Given text section start

N10.7tn Spent on Fuel Subsidy in 10 Years – MOMAN

Nigeria spent a total of N10.7tn on fuel subsidy in the last 10 years, the Chairman, Major Oil Marketers Association of Nigeria, Mr Adetunji Oyebanji, has said.

Oyebanji, who was the guest speaker at the 18th Aret Adams Lecture on Thursday, said N750bn was spent on subsidy in 2019.

He highlighted the need for a transition to a market-driven environment through policy-backed legislative and commercial frameworks, enabling the sustainability of the downstream petroleum sector.

“Total deregulation is more than just the removal of price subsidies; it is aimed at improving business operations, increasing the investments in the oil and gas sector value chain, resulting in the growth in the nation’s downstream petroleum sector as a whole,” he said.

The managing director of 11 Plc (formerly Mobil Oil Nigeria Plc) said steps had been taken, “but larger and faster leaps are now required.”

According to him, deregulation requires the creation of a competitive market environment, and will guarantee the supply of products at commercial and market prices.

“It requires unrestricted and profitable investments in infrastructure, earning reasonable returns to investors. It requires a strong regulator to enable transparency and fair competition among players, and not to regulate prices,” Oyebanji said.

He noted that MOMAN had recently called for a national debate by stakeholders to share pragmatic and realistic initiatives to ease the impact of the subsidy removal on society – especially on the most vulnerable.

He said, “A shift from crude oil production to crude oil full value realisation through deliberate investment in domestic refining and refined products distribution, creates the opportunity to transform the dynamics of the downstream sector from one of ‘net importer’ to one of ‘net exporter’, spurring the growth of the Nigerian economy.

“Effective reforms and regulations are key drivers for the growth within the refining sector. Non-functional refineries cost Nigeria over $13bn in 2019. If the NNPC refineries were operating at optimal capacity, Nigeria would have imported only 40 per cent of what it consumed in 2019.”

Full deregulation of the downstream sector remains the most glaring boost to potential investors in this space, according to Oyebanji.

He said, “As crude oil prices will fluctuate depending on the prevailing exchange rates, it will be astute to trade in naira to avoid inevitable price swings.

“There needs to be a balance between ensuring the sustainable growth of the crude oil value chain (upstream through downstream) and providing value for the Nigerian consumer and the Nigerian economy.”

He said the philosophy should be for the government to put the legislative and commercial framework in place and let the market develop by itself.

Given text section end
Extracted records section start

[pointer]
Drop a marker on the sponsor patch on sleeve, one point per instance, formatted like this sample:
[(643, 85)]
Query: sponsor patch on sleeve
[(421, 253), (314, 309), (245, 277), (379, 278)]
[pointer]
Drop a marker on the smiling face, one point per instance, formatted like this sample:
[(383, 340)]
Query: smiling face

Extracted records section end

Task brief
Reproduce, word for word, the part of the fuel subsidy article between "He highlighted the" and "downstream petroleum sector.", inclusive.

Solution to the problem
He highlighted the need for a transition to a market-driven environment through policy-backed legislative and commercial frameworks, enabling the sustainability of the downstream petroleum sector.